Righe del dataset
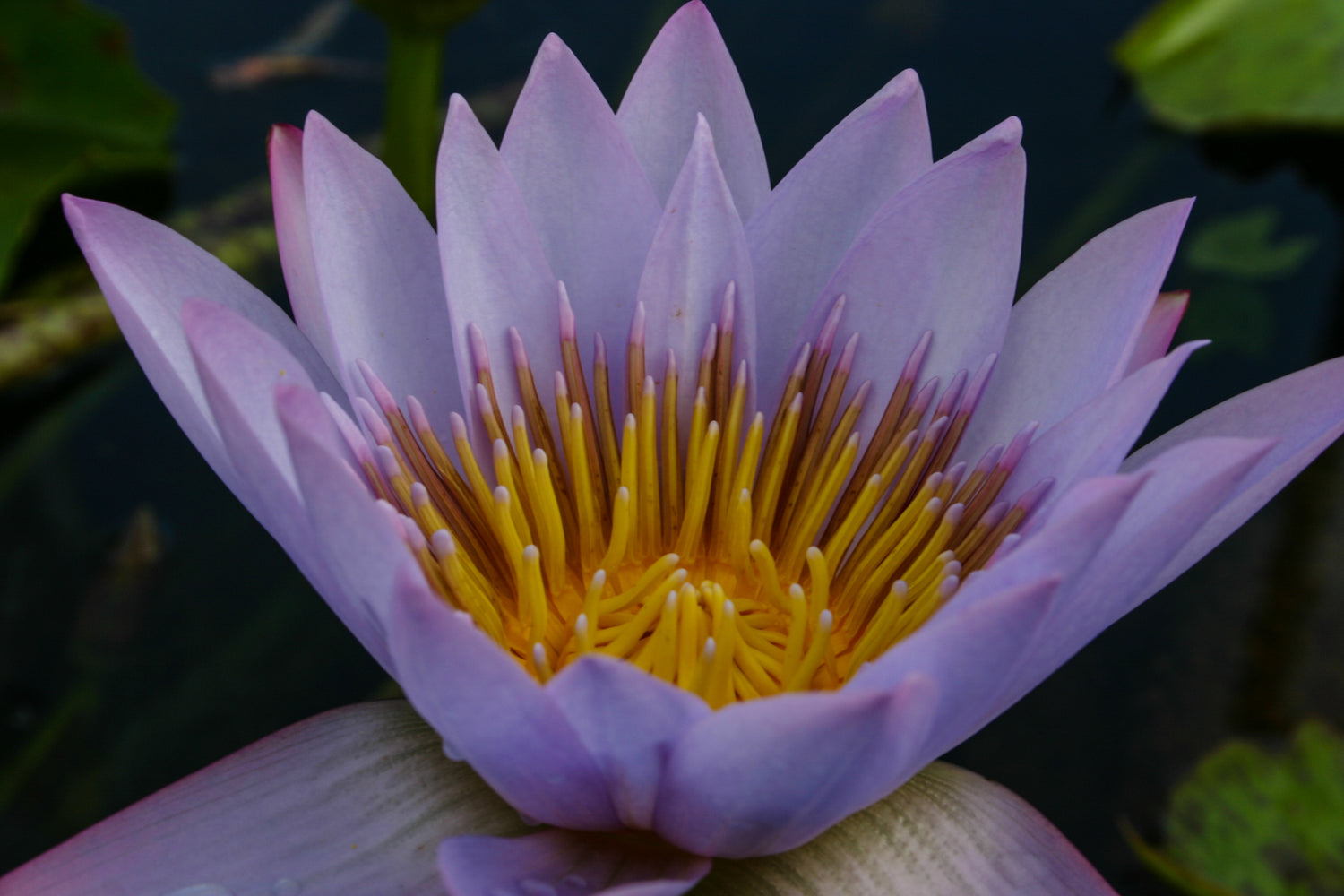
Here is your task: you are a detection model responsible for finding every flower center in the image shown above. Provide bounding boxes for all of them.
[346,285,1050,708]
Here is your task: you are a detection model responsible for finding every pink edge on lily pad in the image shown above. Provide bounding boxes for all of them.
[0,702,527,896]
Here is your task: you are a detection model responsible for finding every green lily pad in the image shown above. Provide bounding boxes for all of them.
[1116,0,1344,130]
[0,0,174,288]
[1185,205,1316,280]
[1136,721,1344,896]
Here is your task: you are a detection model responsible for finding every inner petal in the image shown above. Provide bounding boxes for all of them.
[344,289,1051,708]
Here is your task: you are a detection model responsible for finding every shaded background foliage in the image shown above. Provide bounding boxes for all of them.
[0,0,1344,895]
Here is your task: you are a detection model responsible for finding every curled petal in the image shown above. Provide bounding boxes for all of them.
[1004,342,1207,520]
[1125,290,1190,375]
[961,199,1193,467]
[387,560,621,831]
[546,654,710,829]
[1125,358,1344,591]
[655,673,938,857]
[846,573,1064,790]
[0,700,524,896]
[276,384,409,668]
[986,438,1274,713]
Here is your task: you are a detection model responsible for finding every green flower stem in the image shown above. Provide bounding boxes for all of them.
[383,24,446,215]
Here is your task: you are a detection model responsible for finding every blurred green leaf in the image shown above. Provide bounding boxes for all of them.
[1136,721,1344,896]
[0,0,174,288]
[1116,0,1344,130]
[1180,278,1274,358]
[1185,205,1316,280]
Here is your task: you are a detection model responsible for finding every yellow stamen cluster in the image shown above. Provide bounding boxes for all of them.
[359,286,1048,708]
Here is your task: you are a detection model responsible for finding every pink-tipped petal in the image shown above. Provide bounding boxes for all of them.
[1004,342,1207,515]
[696,762,1116,896]
[500,35,663,369]
[438,831,710,896]
[959,199,1193,457]
[1125,290,1190,375]
[432,94,562,446]
[1125,358,1344,591]
[616,0,771,220]
[639,116,757,419]
[546,654,710,829]
[304,111,457,419]
[62,194,335,496]
[991,438,1274,713]
[800,118,1027,433]
[846,573,1064,790]
[655,675,938,858]
[387,559,621,831]
[747,68,933,391]
[957,474,1145,618]
[0,700,524,896]
[266,125,333,371]
[276,385,410,676]
[183,298,389,668]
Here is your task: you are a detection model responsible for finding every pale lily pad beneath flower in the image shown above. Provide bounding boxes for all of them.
[0,0,174,288]
[1116,0,1344,130]
[0,702,1113,896]
[1136,721,1344,896]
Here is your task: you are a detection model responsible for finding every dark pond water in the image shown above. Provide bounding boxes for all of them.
[0,0,1344,893]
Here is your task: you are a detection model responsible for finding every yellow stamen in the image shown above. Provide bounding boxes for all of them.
[349,300,1050,708]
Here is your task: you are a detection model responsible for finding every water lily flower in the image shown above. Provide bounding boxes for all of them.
[0,3,1344,896]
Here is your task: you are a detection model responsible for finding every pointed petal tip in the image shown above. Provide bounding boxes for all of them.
[61,194,93,227]
[663,0,714,28]
[304,108,335,130]
[986,116,1021,148]
[537,30,570,56]
[266,121,304,143]
[876,68,922,105]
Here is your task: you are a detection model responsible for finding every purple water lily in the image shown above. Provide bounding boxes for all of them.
[4,3,1344,896]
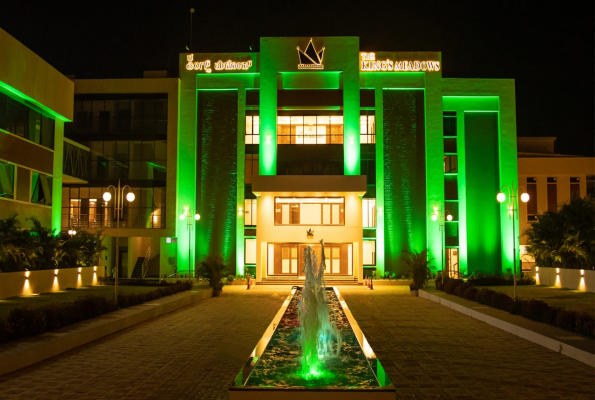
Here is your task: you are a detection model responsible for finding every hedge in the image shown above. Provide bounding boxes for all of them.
[436,277,595,337]
[0,281,192,343]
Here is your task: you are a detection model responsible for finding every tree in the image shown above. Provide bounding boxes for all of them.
[525,197,595,269]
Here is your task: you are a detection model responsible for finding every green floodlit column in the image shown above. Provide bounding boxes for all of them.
[498,86,526,273]
[457,110,473,274]
[374,87,385,274]
[258,50,277,175]
[425,72,444,271]
[175,74,199,271]
[236,88,246,276]
[343,65,360,175]
[52,118,64,232]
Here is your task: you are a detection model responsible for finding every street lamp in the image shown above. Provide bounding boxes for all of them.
[180,206,200,278]
[432,206,452,283]
[496,181,529,301]
[103,179,134,305]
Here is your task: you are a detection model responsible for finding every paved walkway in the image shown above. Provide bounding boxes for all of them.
[0,286,595,399]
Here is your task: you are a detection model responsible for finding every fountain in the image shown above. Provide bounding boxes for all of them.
[229,241,395,400]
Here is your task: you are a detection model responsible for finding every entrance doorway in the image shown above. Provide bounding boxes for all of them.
[267,243,353,277]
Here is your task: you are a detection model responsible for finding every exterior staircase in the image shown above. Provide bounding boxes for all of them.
[257,276,359,287]
[130,257,145,279]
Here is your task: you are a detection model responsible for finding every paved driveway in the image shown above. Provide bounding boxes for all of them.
[0,286,595,400]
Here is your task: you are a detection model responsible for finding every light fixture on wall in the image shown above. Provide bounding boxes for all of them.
[496,181,529,301]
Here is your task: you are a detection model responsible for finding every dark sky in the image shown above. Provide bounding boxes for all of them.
[0,0,595,156]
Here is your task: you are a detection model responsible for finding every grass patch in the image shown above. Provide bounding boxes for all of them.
[0,285,161,318]
[476,286,595,317]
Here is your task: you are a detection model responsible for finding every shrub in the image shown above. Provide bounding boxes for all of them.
[442,279,463,294]
[574,313,595,336]
[475,288,494,306]
[452,282,473,297]
[556,309,577,331]
[490,292,516,313]
[521,299,550,321]
[0,281,192,343]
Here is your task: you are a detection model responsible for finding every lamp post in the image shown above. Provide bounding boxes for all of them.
[432,206,452,283]
[103,179,134,305]
[496,181,529,301]
[180,206,200,278]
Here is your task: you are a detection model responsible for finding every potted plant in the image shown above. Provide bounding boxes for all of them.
[403,249,435,296]
[198,256,227,297]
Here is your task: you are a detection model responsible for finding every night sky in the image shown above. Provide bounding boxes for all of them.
[0,0,595,156]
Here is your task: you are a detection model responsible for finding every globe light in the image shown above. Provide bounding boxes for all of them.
[521,193,529,203]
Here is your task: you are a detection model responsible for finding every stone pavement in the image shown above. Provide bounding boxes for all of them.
[0,286,595,399]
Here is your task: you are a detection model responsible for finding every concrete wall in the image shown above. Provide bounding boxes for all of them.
[531,266,595,292]
[0,267,104,299]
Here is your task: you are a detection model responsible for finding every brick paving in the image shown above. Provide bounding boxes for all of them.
[0,286,595,399]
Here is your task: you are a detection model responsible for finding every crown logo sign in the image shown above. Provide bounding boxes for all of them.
[297,38,324,69]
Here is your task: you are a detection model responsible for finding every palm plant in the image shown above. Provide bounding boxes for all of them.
[403,249,436,290]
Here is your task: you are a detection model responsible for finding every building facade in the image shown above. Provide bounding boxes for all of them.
[177,37,518,281]
[0,29,74,230]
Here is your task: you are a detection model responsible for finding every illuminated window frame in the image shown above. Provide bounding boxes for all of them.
[274,197,345,226]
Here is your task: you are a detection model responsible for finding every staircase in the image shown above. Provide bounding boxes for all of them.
[257,276,359,287]
[130,257,145,279]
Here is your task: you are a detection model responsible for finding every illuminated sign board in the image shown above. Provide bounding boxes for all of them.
[186,54,253,74]
[359,52,441,72]
[297,38,324,69]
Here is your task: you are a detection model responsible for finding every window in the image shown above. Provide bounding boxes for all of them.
[442,113,457,137]
[31,171,52,206]
[244,239,256,264]
[0,93,55,149]
[359,115,376,144]
[275,197,345,225]
[244,199,256,226]
[527,178,537,221]
[245,115,260,144]
[0,161,15,199]
[277,115,343,144]
[570,177,581,199]
[548,178,558,213]
[244,154,258,185]
[444,154,459,174]
[363,240,376,265]
[362,199,376,228]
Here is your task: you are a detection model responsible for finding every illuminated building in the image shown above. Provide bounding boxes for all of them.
[0,33,540,281]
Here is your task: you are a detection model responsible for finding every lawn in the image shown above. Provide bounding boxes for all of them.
[476,285,595,317]
[0,285,163,318]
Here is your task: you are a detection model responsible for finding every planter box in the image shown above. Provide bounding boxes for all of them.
[531,266,595,292]
[0,266,105,299]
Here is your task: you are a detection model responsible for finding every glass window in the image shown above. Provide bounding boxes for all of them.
[570,177,581,198]
[359,115,376,144]
[31,171,52,206]
[547,178,558,213]
[244,115,260,144]
[527,178,537,221]
[275,197,345,226]
[244,199,256,226]
[363,240,376,265]
[362,199,376,228]
[277,115,343,144]
[0,162,15,199]
[244,239,256,264]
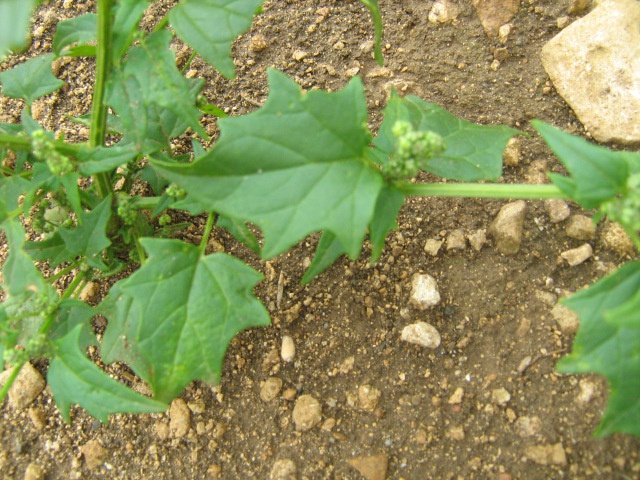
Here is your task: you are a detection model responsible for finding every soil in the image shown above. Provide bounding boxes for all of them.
[0,0,640,480]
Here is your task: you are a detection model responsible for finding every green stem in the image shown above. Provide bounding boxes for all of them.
[0,362,26,404]
[89,0,113,198]
[397,183,568,200]
[200,213,215,255]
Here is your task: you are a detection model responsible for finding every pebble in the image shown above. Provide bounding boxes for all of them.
[358,385,382,412]
[269,458,298,480]
[409,273,440,310]
[467,228,487,252]
[169,398,191,438]
[260,377,282,402]
[280,335,296,362]
[80,440,107,470]
[544,198,571,223]
[551,303,580,335]
[524,443,567,465]
[292,394,322,432]
[24,463,45,480]
[565,215,596,241]
[560,243,593,267]
[349,453,389,480]
[447,229,467,252]
[491,387,511,406]
[0,362,46,410]
[400,322,441,349]
[514,417,542,438]
[424,238,444,257]
[488,200,527,255]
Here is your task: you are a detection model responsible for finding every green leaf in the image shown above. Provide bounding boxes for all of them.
[0,53,64,105]
[0,0,36,56]
[531,120,640,208]
[373,94,521,182]
[153,70,382,258]
[169,0,262,79]
[53,13,98,56]
[58,195,112,269]
[369,185,405,262]
[107,31,208,154]
[558,262,640,436]
[100,238,269,401]
[47,325,167,423]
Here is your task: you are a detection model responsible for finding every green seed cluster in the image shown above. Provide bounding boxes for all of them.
[382,120,446,180]
[31,129,73,176]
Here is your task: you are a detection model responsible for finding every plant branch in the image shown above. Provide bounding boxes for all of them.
[397,183,568,200]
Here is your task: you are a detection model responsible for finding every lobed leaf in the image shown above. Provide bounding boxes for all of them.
[47,325,167,423]
[153,70,383,258]
[0,53,64,105]
[169,0,262,79]
[558,262,640,436]
[100,238,269,401]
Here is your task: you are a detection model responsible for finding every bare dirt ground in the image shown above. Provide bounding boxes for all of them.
[0,0,640,480]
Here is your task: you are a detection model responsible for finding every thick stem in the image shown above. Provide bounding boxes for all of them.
[89,0,113,198]
[397,183,568,200]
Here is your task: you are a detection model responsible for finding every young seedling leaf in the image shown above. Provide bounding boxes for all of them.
[153,70,382,258]
[53,13,98,56]
[0,0,36,55]
[47,325,167,423]
[373,94,521,182]
[100,238,269,401]
[0,53,64,105]
[169,0,262,79]
[558,262,640,436]
[531,120,640,208]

● Obiettivo dell'esercizio
Individua nelle voci qui sopra ogni riga che contiene la parola "sign" e ricopiala per intero.

● Risultato del compito
Here is your task: you are a detection model responsible for finding every crown logo sign in the image shown above. Provide bounding boxes for all of them.
Here is your task: you are a detection model responsible for finding every illuminated sign board in the image shown above. Provide bounding boxes for all of them.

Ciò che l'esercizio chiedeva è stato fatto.